- [Problem to work on] Translate this sentence from the blog post on jealousy into Spanish: "Another comfort the bottom line affords me lies in the area of unconditional love."

- [Selected text]
■ ■ ■ ■

Saturday, February 9, 2013

Jealousy Rapes the Bottom Line

I'm one of those people who loves the bottom line.  You've probably encountered many of us in life.  We're the folks who want to know the point of a status report BEFORE all the details.  Like when a dear one is sick or in an accident, I want to hear FIRST how they are... then about everything else.  I always yell at the screen in movies when a key character is ill and doctors and/or police or even friends bathe in every other pool of detail on God's green earth before simply telling immediate loved ones HOW THEY ARE.

I'm the type to shout a good report down the hall to the family instead of couching the critical news in silence, making them wait until I get to them when they've been doing nothing but waiting (and crying and praying) all night long.  I don't cater to thoughtless suspense. 

Another comfort the bottom line affords me lies in the area of unconditional love.


The Best of
While I acknowledge the elements of pride involved in wanting people to tell me what I want to hear, my way and in my timing (and Daddy and I are working on that), the unconditional love viewpoint of bottom line issues allows me to go through the hard places in life knowing that God loves me and is going to work me through those issues, no matter how long it takes.  It's of priceless value and worth to me to know that His people are also that way - but not everyone is.  What's worse is, sometimes, the very ones who aren't of that heart and mind are members of your own family or those you've embraced to your bosom as dear friends.  They just don't have the same heart for you - and that truth rips a jagged hole into my emotions that only God can suture, salve, and heal.   The tragic cold and emptiness it carries only God's wisdom and understanding can remove.  With me, Abba works overtime simply answering the question, "why?"

That's always where I end up in situations like these where there is no bottom line of love in the hearts of certain individuals I've embraced.  For me, it's family members - currently, those siblings I've talked about in previous posts.  When I ask the Lord why there was no bottom line of unconditional love in them towards me, invariably, I hear one word consistently:  Jealousy.

I told God that, growing up, I just figured my siblings didn't like me... I never once considered the spirit of murder couching itself in jealousy. My guess is, neither did Abel. Neither did King David regarding his son Absalom and, probably, neither did Stephen before the jealous Council. In all of those instances, though, those who were jealous either murdered or wanted to murder the objects of their ire who, imo, they should have loved and respected and nourished as fellow creations of God, if nothing else.  The Lord means for His unconditional love always to be the bottom line, but jealousy rapes that bottom line with its selfish, fiendish qualities of rejection, murder, and hatred.  That's heartbreaking.

■ ■ ■ ■

- [Dataset]
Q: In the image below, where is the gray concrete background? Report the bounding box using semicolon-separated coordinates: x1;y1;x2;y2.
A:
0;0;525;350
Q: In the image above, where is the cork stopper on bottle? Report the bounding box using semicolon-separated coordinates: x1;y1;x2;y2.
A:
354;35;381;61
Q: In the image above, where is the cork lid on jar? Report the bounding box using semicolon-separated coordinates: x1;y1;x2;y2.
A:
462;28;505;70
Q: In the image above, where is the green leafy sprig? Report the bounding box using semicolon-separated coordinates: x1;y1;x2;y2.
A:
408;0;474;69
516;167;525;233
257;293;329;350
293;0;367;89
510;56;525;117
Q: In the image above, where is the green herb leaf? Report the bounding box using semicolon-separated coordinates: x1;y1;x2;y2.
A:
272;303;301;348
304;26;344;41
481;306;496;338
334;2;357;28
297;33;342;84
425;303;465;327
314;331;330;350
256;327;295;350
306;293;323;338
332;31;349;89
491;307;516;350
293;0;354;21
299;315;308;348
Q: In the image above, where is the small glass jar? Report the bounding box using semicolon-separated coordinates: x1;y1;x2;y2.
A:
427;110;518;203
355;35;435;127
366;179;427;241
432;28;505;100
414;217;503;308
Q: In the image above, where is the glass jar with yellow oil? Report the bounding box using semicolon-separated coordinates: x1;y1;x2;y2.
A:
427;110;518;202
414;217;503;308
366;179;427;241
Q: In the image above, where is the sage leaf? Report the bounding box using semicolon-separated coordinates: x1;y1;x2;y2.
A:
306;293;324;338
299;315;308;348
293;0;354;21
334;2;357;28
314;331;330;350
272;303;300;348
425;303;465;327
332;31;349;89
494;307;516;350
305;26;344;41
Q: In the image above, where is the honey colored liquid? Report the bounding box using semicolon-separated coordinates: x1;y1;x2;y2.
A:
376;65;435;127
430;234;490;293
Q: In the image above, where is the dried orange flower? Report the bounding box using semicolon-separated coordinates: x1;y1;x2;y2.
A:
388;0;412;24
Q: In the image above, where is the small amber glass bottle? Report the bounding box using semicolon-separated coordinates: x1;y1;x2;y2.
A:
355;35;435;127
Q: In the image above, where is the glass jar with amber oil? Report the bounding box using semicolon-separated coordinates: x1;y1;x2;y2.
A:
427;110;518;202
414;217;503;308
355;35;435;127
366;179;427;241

■ ■ ■ ■

- [Finished task] Otro consuelo que me brinda lo fundamental se encuentra en el terreno del amor incondicional.